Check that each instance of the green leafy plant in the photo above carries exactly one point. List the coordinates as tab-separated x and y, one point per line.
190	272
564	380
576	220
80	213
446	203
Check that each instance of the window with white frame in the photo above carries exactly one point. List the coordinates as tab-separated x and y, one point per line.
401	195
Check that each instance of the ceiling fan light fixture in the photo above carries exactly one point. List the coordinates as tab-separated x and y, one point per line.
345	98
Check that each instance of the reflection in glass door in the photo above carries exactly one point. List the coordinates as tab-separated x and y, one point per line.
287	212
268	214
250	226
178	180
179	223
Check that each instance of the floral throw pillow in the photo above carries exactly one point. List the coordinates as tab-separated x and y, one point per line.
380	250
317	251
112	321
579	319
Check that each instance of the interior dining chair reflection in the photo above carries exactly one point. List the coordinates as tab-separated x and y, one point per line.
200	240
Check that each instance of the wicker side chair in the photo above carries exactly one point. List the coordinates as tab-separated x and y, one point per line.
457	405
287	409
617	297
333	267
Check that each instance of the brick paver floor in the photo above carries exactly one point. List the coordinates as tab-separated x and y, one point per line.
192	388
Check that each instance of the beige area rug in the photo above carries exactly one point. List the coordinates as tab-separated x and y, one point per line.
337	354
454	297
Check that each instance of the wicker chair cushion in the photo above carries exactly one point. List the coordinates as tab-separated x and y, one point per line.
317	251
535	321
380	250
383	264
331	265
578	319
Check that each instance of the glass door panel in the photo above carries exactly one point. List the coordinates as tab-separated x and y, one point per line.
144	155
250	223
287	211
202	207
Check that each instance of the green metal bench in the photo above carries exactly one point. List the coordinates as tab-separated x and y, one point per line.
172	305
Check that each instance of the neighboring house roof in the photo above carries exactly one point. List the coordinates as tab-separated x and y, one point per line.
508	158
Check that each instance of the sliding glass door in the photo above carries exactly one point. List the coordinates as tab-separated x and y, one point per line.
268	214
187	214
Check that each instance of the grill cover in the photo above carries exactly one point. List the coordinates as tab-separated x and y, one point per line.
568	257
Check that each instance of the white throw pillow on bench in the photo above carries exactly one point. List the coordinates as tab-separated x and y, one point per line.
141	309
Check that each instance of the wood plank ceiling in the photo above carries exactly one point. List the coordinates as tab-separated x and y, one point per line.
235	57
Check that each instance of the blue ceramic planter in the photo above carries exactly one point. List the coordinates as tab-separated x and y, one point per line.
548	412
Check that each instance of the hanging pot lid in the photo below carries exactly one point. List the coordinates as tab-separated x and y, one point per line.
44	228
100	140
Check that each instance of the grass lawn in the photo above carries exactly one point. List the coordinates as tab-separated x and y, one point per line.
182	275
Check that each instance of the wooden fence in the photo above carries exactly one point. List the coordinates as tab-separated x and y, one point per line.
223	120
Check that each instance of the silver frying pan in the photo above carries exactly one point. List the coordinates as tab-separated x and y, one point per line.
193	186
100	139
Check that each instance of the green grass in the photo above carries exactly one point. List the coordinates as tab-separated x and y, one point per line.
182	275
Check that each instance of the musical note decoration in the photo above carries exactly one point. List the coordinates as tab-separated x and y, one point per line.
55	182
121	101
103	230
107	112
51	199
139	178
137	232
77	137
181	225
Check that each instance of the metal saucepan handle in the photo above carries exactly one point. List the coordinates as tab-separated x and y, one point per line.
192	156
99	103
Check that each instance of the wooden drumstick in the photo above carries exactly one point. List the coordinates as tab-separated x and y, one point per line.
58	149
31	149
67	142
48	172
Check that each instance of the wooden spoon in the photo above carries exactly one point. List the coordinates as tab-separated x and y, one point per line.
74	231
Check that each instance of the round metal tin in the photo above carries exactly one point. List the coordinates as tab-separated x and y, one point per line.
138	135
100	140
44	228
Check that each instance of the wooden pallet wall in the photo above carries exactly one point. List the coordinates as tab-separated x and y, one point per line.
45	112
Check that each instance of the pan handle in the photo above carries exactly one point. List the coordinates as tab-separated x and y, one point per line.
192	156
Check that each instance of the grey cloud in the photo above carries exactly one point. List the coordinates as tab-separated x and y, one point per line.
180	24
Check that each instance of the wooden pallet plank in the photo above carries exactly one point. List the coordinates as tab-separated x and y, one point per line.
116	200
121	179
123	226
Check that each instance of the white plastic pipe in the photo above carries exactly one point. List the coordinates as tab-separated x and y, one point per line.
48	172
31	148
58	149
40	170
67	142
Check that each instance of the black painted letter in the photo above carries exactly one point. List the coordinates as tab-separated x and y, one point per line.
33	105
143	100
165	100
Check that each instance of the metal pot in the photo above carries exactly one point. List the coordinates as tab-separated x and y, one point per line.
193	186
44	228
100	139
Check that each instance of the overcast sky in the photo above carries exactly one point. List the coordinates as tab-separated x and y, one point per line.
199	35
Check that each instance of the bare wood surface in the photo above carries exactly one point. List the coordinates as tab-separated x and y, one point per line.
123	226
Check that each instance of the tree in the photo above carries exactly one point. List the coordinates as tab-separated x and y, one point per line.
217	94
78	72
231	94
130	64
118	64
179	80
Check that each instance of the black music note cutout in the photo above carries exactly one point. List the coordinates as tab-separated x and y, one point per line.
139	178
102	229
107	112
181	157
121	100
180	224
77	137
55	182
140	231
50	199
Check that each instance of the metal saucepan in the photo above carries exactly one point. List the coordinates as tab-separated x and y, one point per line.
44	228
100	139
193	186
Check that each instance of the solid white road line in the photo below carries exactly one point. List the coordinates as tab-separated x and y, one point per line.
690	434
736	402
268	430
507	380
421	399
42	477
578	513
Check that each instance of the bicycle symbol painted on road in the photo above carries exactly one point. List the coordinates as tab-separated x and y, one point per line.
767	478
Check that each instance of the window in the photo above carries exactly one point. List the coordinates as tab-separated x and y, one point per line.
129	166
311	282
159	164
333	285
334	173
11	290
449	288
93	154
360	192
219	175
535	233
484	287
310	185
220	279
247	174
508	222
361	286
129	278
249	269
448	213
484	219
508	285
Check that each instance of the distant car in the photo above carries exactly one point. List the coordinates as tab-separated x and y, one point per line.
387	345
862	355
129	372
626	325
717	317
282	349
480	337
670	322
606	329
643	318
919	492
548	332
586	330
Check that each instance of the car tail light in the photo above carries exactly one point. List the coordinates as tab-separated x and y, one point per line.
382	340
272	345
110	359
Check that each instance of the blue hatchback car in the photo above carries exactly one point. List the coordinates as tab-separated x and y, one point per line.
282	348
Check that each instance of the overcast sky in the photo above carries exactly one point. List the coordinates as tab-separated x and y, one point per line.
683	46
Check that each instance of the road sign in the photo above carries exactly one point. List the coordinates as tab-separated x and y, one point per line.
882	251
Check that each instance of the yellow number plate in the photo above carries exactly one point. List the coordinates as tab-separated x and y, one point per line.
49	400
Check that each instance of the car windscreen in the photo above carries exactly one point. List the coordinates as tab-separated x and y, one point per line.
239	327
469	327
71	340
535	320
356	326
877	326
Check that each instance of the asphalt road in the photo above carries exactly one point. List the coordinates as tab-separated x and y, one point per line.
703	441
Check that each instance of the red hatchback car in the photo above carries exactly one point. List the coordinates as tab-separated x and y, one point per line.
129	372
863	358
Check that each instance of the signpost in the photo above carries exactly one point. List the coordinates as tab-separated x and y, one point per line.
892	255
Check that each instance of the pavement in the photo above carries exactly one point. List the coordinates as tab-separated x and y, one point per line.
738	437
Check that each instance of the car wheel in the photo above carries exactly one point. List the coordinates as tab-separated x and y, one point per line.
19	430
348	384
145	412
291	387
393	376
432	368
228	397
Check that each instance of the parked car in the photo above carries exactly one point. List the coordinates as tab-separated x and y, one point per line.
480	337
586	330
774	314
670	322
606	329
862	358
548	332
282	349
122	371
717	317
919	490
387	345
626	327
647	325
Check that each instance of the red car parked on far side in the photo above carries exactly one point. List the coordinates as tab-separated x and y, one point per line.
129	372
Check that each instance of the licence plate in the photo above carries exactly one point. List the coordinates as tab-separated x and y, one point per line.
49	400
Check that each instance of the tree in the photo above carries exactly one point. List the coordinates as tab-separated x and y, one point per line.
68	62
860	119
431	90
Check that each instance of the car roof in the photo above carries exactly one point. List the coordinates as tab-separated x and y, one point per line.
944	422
══════
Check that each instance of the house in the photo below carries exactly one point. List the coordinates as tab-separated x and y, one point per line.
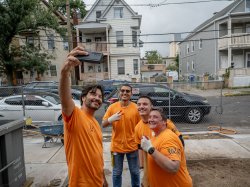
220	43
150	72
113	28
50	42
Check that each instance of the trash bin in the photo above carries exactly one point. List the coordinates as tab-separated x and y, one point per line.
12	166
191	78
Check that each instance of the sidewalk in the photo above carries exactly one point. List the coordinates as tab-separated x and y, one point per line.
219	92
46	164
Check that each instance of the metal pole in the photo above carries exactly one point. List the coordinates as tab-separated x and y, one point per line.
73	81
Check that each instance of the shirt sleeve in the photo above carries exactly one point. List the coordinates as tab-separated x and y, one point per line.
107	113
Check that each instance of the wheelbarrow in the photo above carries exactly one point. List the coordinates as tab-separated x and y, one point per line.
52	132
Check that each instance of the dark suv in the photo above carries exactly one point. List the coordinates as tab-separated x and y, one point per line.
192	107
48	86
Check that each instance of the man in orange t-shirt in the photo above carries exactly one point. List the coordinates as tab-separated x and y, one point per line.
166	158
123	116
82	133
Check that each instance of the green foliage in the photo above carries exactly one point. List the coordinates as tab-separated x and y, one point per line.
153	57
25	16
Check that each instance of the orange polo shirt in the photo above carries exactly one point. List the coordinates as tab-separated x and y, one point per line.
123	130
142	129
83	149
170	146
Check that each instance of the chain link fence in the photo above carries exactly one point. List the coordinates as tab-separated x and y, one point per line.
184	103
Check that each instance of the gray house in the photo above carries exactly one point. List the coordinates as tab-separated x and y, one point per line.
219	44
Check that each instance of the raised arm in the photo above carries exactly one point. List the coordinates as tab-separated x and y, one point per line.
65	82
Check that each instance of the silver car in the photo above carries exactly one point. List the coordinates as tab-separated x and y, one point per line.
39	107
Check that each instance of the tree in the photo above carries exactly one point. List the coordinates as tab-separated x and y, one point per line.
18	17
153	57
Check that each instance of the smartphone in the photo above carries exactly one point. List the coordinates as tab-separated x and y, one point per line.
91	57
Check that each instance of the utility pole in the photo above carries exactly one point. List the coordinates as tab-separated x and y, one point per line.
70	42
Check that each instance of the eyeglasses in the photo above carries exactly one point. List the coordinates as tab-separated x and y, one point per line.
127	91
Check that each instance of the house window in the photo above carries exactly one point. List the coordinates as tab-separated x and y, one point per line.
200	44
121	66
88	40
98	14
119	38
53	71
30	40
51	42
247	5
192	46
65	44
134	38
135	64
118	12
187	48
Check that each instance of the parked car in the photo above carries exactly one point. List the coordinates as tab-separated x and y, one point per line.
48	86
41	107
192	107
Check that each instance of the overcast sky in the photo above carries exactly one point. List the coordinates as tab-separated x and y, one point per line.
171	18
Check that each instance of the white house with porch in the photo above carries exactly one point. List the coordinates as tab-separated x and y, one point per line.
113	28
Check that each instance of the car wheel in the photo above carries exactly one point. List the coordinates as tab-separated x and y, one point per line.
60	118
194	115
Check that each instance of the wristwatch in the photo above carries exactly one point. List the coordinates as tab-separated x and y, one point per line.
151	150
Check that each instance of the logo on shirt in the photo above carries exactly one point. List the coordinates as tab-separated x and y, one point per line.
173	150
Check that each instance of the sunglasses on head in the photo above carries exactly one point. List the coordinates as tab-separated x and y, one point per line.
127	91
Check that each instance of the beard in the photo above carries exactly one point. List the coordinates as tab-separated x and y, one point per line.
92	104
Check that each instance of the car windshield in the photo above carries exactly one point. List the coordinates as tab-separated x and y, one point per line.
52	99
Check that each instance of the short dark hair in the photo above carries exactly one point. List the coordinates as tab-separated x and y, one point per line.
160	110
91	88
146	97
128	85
══════
_PROBLEM DETAILS_
Locate each line in the items above that contains the string "light" and copy those lines out in full. Treat uppercase and lowercase letters as different.

_ANSWER TO THE EXERCISE_
Check that each instance of the ceiling fan light fixture in the photo above carries exactly one point. List the coordinates as tab-separated x and y, one point per line.
Check that each instance of the car tail light in the photo above carries exactly one point. List the coordinates as tab-separated x and y, one point per line.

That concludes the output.